Exercise prompt:
Output nothing but the lines from the line with "Locate every instance of the frosted glass" through the end of the listing below, both ends included.

════

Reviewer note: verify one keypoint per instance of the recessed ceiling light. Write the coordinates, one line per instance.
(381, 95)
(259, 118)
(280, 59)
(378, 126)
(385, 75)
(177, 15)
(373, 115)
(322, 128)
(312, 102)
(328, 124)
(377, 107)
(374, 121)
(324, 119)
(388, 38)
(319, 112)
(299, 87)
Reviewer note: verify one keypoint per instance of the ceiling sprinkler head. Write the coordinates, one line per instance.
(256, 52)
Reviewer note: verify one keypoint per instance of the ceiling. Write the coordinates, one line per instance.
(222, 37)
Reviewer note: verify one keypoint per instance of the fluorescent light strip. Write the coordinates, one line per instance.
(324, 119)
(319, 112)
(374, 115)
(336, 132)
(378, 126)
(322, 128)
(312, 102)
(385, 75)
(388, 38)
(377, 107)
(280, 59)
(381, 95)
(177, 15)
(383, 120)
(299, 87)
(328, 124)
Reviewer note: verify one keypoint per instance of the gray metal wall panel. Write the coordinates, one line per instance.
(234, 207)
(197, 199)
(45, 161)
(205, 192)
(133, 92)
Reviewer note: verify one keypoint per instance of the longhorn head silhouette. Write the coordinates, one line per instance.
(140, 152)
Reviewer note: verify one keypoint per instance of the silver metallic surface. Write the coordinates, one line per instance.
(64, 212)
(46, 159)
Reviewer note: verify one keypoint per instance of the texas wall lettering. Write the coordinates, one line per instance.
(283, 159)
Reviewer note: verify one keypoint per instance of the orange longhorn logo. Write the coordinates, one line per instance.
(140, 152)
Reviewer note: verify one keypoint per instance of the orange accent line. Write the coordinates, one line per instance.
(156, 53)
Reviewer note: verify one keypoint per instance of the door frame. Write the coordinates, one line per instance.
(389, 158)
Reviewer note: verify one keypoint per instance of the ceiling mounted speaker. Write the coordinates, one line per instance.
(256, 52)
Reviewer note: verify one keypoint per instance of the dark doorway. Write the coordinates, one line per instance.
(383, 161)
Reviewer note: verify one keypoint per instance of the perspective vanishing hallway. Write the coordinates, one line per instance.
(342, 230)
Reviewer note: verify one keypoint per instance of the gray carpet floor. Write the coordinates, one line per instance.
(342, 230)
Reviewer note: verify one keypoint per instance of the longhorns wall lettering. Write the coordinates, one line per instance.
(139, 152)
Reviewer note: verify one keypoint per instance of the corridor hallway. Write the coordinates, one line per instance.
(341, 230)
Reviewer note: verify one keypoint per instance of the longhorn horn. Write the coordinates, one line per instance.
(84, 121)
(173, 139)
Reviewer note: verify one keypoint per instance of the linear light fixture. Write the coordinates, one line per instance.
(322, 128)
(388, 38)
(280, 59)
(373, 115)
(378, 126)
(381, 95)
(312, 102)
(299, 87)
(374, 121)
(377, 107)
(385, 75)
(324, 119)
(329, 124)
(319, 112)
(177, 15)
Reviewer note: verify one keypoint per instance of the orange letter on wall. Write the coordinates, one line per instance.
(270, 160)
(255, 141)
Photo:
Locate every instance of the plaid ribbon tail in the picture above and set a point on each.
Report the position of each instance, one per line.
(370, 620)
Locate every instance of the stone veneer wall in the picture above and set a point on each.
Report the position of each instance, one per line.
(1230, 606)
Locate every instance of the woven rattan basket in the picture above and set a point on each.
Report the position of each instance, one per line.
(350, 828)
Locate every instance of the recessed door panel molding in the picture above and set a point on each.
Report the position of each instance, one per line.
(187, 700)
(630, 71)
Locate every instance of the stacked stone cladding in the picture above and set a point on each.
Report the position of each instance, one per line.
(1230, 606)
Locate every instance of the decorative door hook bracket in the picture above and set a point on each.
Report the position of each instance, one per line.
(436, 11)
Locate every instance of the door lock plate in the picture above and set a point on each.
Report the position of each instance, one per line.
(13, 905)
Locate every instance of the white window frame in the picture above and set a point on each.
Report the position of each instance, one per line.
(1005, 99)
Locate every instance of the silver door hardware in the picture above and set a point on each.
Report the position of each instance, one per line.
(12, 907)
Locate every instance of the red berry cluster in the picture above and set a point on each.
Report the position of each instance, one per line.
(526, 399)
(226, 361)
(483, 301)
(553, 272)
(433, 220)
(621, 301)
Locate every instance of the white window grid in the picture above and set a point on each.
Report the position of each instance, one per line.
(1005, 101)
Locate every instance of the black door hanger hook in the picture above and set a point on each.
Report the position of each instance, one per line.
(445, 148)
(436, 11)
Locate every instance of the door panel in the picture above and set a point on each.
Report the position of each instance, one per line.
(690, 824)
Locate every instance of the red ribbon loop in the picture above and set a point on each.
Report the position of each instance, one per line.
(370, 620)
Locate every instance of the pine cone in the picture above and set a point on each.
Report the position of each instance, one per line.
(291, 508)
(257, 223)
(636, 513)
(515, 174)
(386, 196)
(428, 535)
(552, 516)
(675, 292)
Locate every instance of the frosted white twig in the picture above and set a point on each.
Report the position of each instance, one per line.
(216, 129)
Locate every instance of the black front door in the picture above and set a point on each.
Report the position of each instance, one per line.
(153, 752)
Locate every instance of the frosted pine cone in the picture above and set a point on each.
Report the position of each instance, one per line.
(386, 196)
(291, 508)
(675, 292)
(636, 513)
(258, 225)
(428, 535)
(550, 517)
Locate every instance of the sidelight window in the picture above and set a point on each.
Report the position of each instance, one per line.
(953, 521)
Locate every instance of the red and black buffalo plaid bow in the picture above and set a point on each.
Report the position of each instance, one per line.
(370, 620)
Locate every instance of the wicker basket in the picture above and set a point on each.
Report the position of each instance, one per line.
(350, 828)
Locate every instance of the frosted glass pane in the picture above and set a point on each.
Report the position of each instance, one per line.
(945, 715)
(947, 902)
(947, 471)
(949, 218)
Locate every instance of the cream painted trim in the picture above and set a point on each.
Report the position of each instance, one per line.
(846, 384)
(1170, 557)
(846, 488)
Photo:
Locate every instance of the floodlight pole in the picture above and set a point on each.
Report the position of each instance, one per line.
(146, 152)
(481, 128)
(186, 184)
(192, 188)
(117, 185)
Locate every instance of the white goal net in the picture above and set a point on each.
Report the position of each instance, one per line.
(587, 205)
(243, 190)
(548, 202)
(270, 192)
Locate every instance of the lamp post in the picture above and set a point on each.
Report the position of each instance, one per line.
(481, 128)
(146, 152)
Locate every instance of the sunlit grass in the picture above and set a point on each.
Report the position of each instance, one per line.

════

Solved exercise:
Locate every instance of the frosted glass pane in the picture above and set a point on each.
Report the position of each instance, one per line.
(945, 715)
(947, 902)
(947, 471)
(949, 218)
Locate every instance of the cream painted trim in the picture above and set a point on each.
Report the position of each instance, one per line.
(846, 384)
(1170, 557)
(846, 488)
Photo:
Locate every instance of the floodlight pole in the picture above and set a point on each.
Report the position of each instance, one per line.
(146, 152)
(481, 128)
(186, 184)
(192, 188)
(117, 185)
Locate every instance of the white goal net in the picture above and set a point on each.
Report the position of each instance, one per line.
(587, 205)
(243, 190)
(548, 202)
(270, 192)
Locate every instance of the lamp post in the picture above and set a point on each.
Report the position of each instance, one per line.
(481, 128)
(146, 152)
Locate every instance of the sunlit grass in the picture above and set a point on each.
Report the position of each instance, one per line.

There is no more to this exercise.